Extend the mailing-list post about mapping PCI card memory into cacheable space, picking up after its last sentence.

Excerpted passage >>
===============

PCI caching question related to mvme5500

gregory.menke at gsfc.nasa.gov gregory.menke at gsfc.nasa.gov
Tue Nov 1 16:29:49 UTC 2005


Chris Caudle writes:
 > On Tuesday 01 November 2005 05:06 am, Peter Dufault wrote:
 > > This has to do with accessing a PCI  
 > > card's memory through a cached region.
 > 
 > I don't think I've ever seen anyone map a PCI card into cacheable memory 
 > space.
 > How does the cache know whether the data in the cache is out of date or not?  
 > Since it is a data acquisition card, presumably data could have been acquired 
 > since the last time the cache was filled, so how do you mark the data 
 > currently in the cache as invalid?  Does the driver issue a cache flush 
 > command every time it begins to read in the new data?

PCI implementations provide cacheable memory spaces, intended for things
like video ram back when such things were put on a PCI bus.

===============

Supplied information >>
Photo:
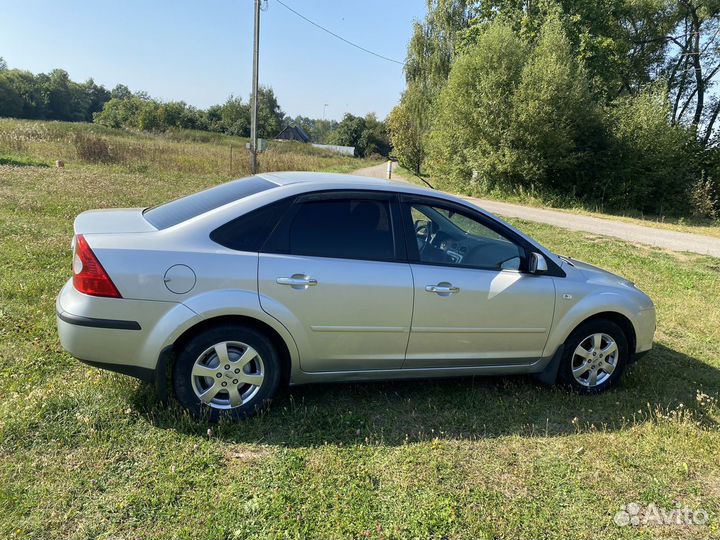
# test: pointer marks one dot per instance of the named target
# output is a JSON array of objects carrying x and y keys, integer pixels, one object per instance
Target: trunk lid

===============

Answer to this exercise >>
I agree its unlikely that setting up a dac board with cacheable memory
will achieve anything useful and might well mess up the device IO
protocol.  IIRC its the same as regular PCI access except the host
hardware can choose to preload the cache from the region.  No
performance advantage will be seen except when cache hits occur- and
that won't happen unless the memory is being fetched anyway.  I suspect
cachable space is advantageous when there are lots of small reads/writes
over the space that a cache would help consolidate and/or prevent from
turning into PCI transactions.

OTOH, maybe the board has an internal buffer that it fills w/ data and
making that part cacheable might expedite copying it off the board.  But
I think the OP would be better served by using DMA- my impression being
its plain PIO right now, which can cut throughput on the PCI bus by a
factor of 6.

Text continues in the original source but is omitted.